> Set exercise
Each line of the material below should be reproduced exactly.
* * * * *
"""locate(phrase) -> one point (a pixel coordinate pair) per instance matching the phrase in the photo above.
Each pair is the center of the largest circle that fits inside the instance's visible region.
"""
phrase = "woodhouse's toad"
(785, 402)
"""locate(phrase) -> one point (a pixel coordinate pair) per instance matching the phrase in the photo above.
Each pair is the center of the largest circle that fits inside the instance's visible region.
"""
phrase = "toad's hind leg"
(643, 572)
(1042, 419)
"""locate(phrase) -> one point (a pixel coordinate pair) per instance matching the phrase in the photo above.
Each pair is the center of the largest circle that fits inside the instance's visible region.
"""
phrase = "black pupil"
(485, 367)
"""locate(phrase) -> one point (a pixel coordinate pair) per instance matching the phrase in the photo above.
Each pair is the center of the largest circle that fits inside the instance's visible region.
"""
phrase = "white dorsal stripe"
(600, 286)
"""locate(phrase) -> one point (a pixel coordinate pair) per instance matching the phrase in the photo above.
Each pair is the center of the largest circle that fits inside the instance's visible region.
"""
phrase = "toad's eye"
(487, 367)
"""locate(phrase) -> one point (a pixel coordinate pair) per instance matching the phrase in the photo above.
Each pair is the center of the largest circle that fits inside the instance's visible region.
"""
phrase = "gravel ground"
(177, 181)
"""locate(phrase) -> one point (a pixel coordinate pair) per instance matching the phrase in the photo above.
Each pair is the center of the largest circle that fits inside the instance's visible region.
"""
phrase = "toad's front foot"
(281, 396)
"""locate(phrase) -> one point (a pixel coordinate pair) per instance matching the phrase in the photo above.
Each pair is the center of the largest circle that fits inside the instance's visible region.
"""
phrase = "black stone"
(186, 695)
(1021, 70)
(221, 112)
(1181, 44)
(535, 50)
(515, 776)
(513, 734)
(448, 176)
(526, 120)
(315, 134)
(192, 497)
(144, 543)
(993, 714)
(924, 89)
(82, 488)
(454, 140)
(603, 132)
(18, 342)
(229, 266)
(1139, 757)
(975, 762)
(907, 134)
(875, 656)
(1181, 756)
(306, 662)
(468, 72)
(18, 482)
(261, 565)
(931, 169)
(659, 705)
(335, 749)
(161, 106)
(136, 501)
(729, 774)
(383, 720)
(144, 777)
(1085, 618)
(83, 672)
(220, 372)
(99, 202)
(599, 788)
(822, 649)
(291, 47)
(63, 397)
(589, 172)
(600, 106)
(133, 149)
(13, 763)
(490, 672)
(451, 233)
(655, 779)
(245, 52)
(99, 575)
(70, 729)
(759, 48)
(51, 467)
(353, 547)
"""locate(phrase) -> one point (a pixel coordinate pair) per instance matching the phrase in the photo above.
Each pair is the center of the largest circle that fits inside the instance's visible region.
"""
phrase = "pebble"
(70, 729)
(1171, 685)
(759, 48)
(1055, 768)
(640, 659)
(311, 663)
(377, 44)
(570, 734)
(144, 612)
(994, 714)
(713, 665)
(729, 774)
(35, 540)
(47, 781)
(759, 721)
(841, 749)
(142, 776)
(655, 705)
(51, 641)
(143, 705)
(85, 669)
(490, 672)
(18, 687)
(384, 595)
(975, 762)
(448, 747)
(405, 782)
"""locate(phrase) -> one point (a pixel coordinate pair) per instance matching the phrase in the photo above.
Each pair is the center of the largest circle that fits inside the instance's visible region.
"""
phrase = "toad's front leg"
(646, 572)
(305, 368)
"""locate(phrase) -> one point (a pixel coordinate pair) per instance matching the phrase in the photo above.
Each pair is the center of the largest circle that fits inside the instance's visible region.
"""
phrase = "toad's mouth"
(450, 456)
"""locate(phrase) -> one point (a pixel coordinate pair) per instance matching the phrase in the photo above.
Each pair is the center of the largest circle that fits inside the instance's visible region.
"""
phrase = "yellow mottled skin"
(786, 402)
* * * * *
> Response to the exercise
"""locate(phrase) -> one point (a pixel coordinate pair) per instance matching the phrase in the photo above.
Each pair is the center of the largest circle that fits inside the instance's visible region.
"""
phrase = "woodhouse's toad"
(785, 402)
"""locate(phrase) -> one point (a pixel coordinate pair) per instance matching the phrase in the photo above.
Each pair is the center of the largest circle that fits inside the instance's visible region.
"""
phrase = "toad's hind leg"
(643, 572)
(1042, 419)
"""locate(phrase) -> one point (a pixel coordinate pair) per instance matching the phrase in the photo above.
Each pair is the center of the largest circle that fits inside the instance's visible region.
"""
phrase = "black pupil"
(485, 367)
"""locate(phrase) -> one point (a pixel coordinate pair) per instance matching the phrase in the photo above.
Each pair is the center of the largest circle that fits inside the instance's visible region.
"""
phrase = "white dorsal stripe"
(600, 286)
"""locate(phrase) -> one point (a pixel coordinate pair) per instance matching the phrase in the photo above.
Each pair is the center of the largest circle that fits inside the instance's visible region.
"""
phrase = "toad's eye"
(487, 367)
"""locate(phrase) -> one point (a pixel coordinate pair) per instance matching the phrase in the photo above.
Each pair is the center of the largest circle that fits inside the instance's visible region.
"""
phrase = "gravel ground"
(177, 181)
"""locate(phrase) -> one point (a pixel coordinate pair) per instance matching the phrase in the photo above.
Each pair is the center of the largest circle that fits inside the instance's visible region.
"""
phrase = "toad's front foot"
(281, 396)
"""locate(phrase) -> one point (a pixel coordinate pair) per instance matching the phrase in the photo above.
Each pair is the center of the largest circle that fits inside the instance's visible region.
"""
phrase = "black stone"
(186, 695)
(1021, 70)
(221, 112)
(1181, 44)
(535, 50)
(515, 776)
(513, 734)
(448, 176)
(526, 120)
(315, 134)
(192, 497)
(144, 543)
(993, 714)
(924, 89)
(82, 488)
(454, 140)
(603, 132)
(18, 342)
(229, 266)
(1139, 757)
(975, 762)
(907, 134)
(875, 656)
(1181, 756)
(306, 662)
(468, 72)
(18, 482)
(261, 565)
(931, 169)
(659, 705)
(335, 749)
(161, 106)
(136, 501)
(729, 774)
(383, 720)
(144, 777)
(1085, 618)
(83, 672)
(220, 372)
(99, 202)
(599, 788)
(822, 649)
(291, 47)
(63, 397)
(589, 172)
(600, 106)
(133, 149)
(13, 763)
(490, 672)
(451, 233)
(655, 779)
(245, 52)
(99, 575)
(70, 729)
(759, 48)
(51, 467)
(353, 547)
"""locate(phrase) -> one point (a pixel coordinate pair) per instance matching the phrase in the photo above.
Each pair is the center of the largest circle that fits inside the instance's visible region.
"""
phrase = "pebble"
(70, 729)
(1171, 685)
(759, 48)
(1055, 768)
(640, 659)
(311, 663)
(377, 44)
(570, 734)
(144, 612)
(994, 714)
(713, 665)
(729, 774)
(35, 540)
(47, 781)
(759, 721)
(841, 749)
(142, 776)
(655, 705)
(51, 641)
(143, 705)
(85, 669)
(490, 672)
(18, 687)
(384, 595)
(975, 762)
(448, 747)
(405, 782)
"""locate(phrase) -> one point (a pixel coordinate pair) per instance matching the phrase in the photo above.
Each pair is the center of the largest circle that fits inside the instance's visible region.
"""
phrase = "toad's front leg"
(646, 572)
(305, 368)
"""locate(phrase) -> one point (a pixel coordinate pair) per instance matching the phrase in the photo above.
Each pair is the center of the largest circle that fits inside the instance's visible region.
"""
phrase = "toad's mouth"
(450, 456)
"""locate(phrase) -> one point (a pixel coordinate pair) per instance matching the phrase in the photo above.
Each pair is the center of the largest circle that fits inside the instance's visible region.
"""
phrase = "yellow mottled skin"
(786, 402)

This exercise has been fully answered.